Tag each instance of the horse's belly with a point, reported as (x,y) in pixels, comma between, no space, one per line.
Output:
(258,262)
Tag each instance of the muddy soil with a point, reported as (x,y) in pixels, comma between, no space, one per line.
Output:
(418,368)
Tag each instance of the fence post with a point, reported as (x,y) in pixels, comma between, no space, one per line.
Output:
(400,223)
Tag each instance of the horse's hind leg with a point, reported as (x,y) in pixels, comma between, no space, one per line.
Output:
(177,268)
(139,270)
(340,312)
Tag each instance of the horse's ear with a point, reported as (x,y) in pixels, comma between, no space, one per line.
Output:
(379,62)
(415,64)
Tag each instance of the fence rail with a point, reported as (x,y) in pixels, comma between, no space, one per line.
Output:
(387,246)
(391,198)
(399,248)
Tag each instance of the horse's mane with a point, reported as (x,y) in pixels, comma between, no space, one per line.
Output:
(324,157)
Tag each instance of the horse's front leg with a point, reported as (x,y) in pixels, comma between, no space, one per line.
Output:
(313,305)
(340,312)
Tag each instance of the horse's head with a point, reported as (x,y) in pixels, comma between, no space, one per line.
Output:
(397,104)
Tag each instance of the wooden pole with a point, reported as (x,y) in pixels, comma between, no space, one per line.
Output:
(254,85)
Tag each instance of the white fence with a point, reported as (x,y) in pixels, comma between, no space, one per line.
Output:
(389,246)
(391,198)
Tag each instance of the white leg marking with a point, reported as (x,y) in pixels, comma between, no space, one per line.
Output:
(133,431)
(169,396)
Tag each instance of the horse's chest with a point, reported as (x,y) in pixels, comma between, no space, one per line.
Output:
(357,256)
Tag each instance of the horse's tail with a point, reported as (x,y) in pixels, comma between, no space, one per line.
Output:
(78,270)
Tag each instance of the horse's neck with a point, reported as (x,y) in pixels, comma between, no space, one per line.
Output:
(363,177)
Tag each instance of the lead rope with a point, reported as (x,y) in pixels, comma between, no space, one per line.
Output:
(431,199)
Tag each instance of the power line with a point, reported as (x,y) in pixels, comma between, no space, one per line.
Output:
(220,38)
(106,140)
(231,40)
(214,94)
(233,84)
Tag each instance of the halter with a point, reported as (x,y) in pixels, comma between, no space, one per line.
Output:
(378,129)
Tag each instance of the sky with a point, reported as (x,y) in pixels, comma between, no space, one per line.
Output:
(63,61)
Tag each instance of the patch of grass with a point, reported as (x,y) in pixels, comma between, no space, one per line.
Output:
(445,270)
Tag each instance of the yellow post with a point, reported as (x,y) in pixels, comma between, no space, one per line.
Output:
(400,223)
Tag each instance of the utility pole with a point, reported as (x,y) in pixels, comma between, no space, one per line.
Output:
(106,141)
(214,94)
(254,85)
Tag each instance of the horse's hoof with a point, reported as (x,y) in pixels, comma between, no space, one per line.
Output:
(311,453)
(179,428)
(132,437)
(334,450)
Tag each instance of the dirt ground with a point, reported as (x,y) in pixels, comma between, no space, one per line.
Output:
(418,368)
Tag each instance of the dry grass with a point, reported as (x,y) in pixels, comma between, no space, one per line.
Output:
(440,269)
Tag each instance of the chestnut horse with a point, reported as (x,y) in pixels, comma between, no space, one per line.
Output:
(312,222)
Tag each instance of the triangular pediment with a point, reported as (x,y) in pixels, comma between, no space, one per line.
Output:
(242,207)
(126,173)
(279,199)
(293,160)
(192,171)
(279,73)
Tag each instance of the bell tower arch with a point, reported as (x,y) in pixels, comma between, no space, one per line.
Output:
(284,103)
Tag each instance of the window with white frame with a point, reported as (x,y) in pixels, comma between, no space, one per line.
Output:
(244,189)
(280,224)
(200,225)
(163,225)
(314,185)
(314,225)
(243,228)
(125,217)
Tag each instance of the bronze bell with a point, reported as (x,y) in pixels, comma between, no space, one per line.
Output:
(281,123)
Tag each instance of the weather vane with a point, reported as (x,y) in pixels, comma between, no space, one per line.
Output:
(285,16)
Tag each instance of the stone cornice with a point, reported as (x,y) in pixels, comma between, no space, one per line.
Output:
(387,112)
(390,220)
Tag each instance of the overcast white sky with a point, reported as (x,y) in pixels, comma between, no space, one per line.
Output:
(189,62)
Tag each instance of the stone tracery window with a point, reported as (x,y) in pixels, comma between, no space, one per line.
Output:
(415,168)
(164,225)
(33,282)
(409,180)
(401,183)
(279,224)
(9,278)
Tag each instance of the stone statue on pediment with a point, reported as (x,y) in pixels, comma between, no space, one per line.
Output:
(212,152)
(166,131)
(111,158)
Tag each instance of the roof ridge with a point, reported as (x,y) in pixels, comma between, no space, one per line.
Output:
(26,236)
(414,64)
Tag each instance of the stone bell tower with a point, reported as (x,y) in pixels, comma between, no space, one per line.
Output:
* * * * * * * * *
* _What you are asked to do_
Repeat the data verbatim.

* _Finished exercise_
Tag each instance of the horse's belly with a point, reported as (x,y) in pixels, comma between, no space, one per line.
Output:
(258,262)
Tag each instance of the muddy soil with a point, reported as (x,y) in pixels, comma between, no space, one per line.
Output:
(418,368)
Tag each instance of the fence post with a point, reported as (x,y) in pixels, comma between, no space, one per line.
Output:
(400,223)
Tag each instance of the horse's hind leg with a point, reported as (x,y) in pixels, comma between, no space, one per line.
Output:
(177,268)
(139,270)
(340,312)
Tag each instance of the horse's ear with a point, reported as (x,y) in pixels, comma between, no space, one per line.
Output:
(379,62)
(415,64)
Tag each instance of the fence rail with a point, reported as (x,y) in pixels, comma between, no space, one per line.
Output:
(387,246)
(391,198)
(399,248)
Tag each instance of the horse's mane with a point, reported as (x,y) in pixels, comma between, no space, one per line.
Output:
(324,157)
Tag each instance of the horse's front leg with a point, reported as (x,y) in pixels, comma between, no space, one per line.
Output:
(313,305)
(340,312)
Tag each instance of the horse's head with a point, reported as (x,y) in pixels, comma between, no space, one per line.
Output:
(397,104)
Tag each instance of the wooden pole with a point, reported as (x,y) in pixels, comma between, no space, one per line.
Output:
(254,85)
Tag each instance of the white fence with a point, reported as (x,y) in pixels, comma between, no space, one per line.
Output:
(389,246)
(391,198)
Tag each instance of the white leg marking with a point, reported as (x,y) in pixels, comma between, no space, one per line.
Output:
(133,431)
(169,396)
Tag each instance of the horse's chest with a point, reported as (x,y) in pixels, comma between, no space, one per line.
Output:
(357,256)
Tag each instance of the horse's tail with a point, reported as (x,y) in pixels, comma between, no space, one per line.
Output:
(78,270)
Tag each instance of the horse's neck with a point, reported as (x,y) in pixels, comma between, no space, one per line.
Output:
(363,177)
Tag each instance of the lead rope with a point, reported as (x,y) in pixels, comma between, no space, one per line.
Output:
(431,199)
Tag each instance of the power line with a point, reported as (x,y) in pixels, comma between, no space, one per line.
Output:
(220,38)
(106,140)
(231,40)
(214,94)
(233,84)
Tag each instance of the halter with a point, reported as (x,y) in pixels, comma between, no space, one per line.
Output:
(378,129)
Tag each instance of the sky with a point, reported as (x,y) in pixels, comma between, no space, one per line.
Output:
(63,61)
Tag each instance of the patch of grass with a point, reported as (x,y) in pixels, comma between, no space, one per line.
Output:
(445,270)
Tag each instance of the yellow post with a point, reported as (x,y) in pixels, comma between, no space, one per line.
Output:
(400,223)
Tag each instance of the utility pole with a point, reported as (x,y) in pixels, comma between, no space, one per line.
Output:
(106,141)
(214,94)
(254,85)
Tag each instance of the horse's hoof with a point, reported as (x,y) in pixels, comma between, no space, one per line.
Output:
(311,453)
(179,428)
(132,437)
(334,450)
Tag each instance of the dirt ground with a point, reported as (x,y) in pixels, comma between, no space, one per line.
Output:
(418,368)
Tag each instance of the dry grass with a point, reported as (x,y) in pixels, comma between, no space, one per line.
Output:
(440,269)
Tag each instance of the chestnut horse with a point, reported as (x,y) in pixels, comma between, no space, one per line.
Output:
(312,222)
Tag each instance of the triangular pediment with a point, reported as (x,y) in pixels, comma between, no space, one per line.
Output:
(242,207)
(126,173)
(279,199)
(293,160)
(192,171)
(279,73)
Tag each instance of the bell tower arch with a point, reported as (x,y) in pixels, comma between, no space, one per line.
Output:
(284,103)
Tag each instance of the window with white frame with a point, reported as (x,y) in pixels, comma between, no space, one per line.
Output:
(244,189)
(280,224)
(200,225)
(163,225)
(314,185)
(314,225)
(243,228)
(125,217)
Tag each instance of the bronze bell with a point, reported as (x,y) in pixels, comma between, no space, one per line.
Output:
(281,123)
Tag each instance of the weather vane with a point, reported as (x,y) in pixels, comma between, no space, one per line.
Output:
(285,16)
Tag each instance of the stone cornice with a point, reported as (x,y) in pixels, comma between, no space, one per line.
Output:
(387,112)
(390,220)
Tag each instance of the overcast white sky with a point, reported as (x,y) in pixels, comma between, no space, one per line.
Output:
(189,62)
Tag each instance of the stone tracery window with a point, reported as (x,y) in pixels, comma between, no space, one per line.
Output:
(415,168)
(164,225)
(33,282)
(409,180)
(401,183)
(279,224)
(9,278)
Tag each instance of the stone statue on pediment with a point, reported as (x,y) in pixels, comma between, no space, one per line.
Output:
(212,152)
(166,131)
(111,158)
Tag each instance of the roof ridge with a point, reported as (x,y) in pixels, comma between, no space, one per line.
Output:
(26,236)
(414,64)
Tag each instance of the stone bell tower with a point, reported as (x,y) in pixels, comma between, no space, one per line.
Output:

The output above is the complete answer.